*Recorded information*:
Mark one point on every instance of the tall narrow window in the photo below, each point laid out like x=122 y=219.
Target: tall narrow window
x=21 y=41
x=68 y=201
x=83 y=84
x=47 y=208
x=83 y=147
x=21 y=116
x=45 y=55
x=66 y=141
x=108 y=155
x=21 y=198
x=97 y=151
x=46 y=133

*Written exercise*: Please copy the material above line for line, without changing a single character.

*Expected output*:
Mark one point on every instance of the tall narrow window in the photo below, each point laid out like x=122 y=219.
Target: tall narrow window
x=21 y=41
x=68 y=201
x=83 y=84
x=47 y=208
x=83 y=147
x=21 y=116
x=45 y=55
x=66 y=141
x=108 y=155
x=21 y=198
x=97 y=151
x=46 y=133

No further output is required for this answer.